[SUPPLIED DATA — start]
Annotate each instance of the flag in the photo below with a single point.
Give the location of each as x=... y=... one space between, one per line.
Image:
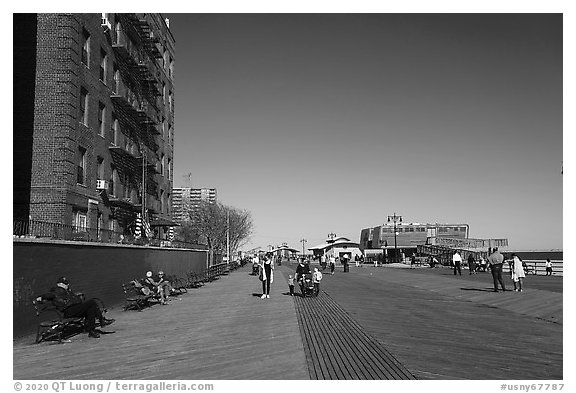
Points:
x=138 y=229
x=147 y=229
[SUPPLIED DATA — finish]
# PROBLEM
Return the listing above word for word. Keep the images out.

# OUTPUT OF THE EXERCISE
Annotate each instance of the flag in the photo below with a single point.
Give the location of each as x=... y=... one space between, one per line.
Image:
Points:
x=138 y=229
x=147 y=229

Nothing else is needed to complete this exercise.